[[ Extracted information open ]]

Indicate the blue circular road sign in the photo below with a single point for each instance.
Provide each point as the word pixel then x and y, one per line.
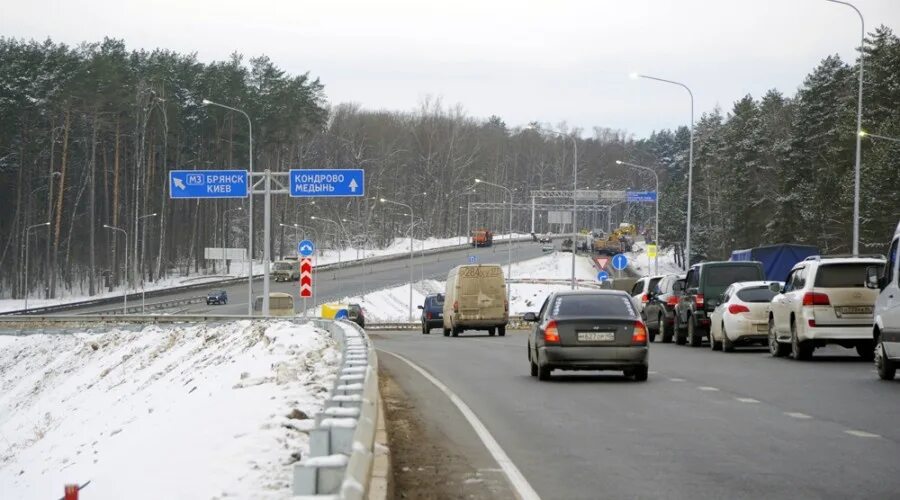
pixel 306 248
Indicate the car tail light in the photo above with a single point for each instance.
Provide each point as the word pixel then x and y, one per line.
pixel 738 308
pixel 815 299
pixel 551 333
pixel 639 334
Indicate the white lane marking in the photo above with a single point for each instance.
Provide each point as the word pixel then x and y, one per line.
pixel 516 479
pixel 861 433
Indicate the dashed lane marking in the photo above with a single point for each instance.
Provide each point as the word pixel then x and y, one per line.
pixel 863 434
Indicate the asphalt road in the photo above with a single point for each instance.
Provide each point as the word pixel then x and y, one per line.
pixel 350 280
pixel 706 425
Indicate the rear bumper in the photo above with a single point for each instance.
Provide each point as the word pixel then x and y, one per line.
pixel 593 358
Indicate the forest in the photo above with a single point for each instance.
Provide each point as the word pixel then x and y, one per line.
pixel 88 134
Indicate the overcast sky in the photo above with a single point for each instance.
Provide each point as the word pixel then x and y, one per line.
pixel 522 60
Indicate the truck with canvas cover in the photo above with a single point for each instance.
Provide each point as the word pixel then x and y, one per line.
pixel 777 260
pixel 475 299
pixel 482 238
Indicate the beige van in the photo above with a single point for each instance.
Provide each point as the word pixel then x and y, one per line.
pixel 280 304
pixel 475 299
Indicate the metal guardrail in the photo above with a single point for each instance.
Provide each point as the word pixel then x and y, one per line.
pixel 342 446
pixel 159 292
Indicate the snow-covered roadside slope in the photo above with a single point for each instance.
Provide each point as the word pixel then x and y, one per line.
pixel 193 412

[[ Extracted information closed ]]
[[ Extracted information open ]]

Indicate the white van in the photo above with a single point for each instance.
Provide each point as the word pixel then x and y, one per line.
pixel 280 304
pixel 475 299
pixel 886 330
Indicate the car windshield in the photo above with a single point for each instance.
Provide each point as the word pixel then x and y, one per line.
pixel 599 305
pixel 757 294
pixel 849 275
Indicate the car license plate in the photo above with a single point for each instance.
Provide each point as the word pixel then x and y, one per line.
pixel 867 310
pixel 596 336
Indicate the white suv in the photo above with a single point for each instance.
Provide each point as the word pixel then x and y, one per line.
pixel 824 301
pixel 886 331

[[ Extracted information closed ]]

Which lines above include the word "lane"? Show each one.

Indicate the white lane marking in the photo above with a single point for each instance.
Indicate the dashed lane marking in the photo above with a single point for each instance.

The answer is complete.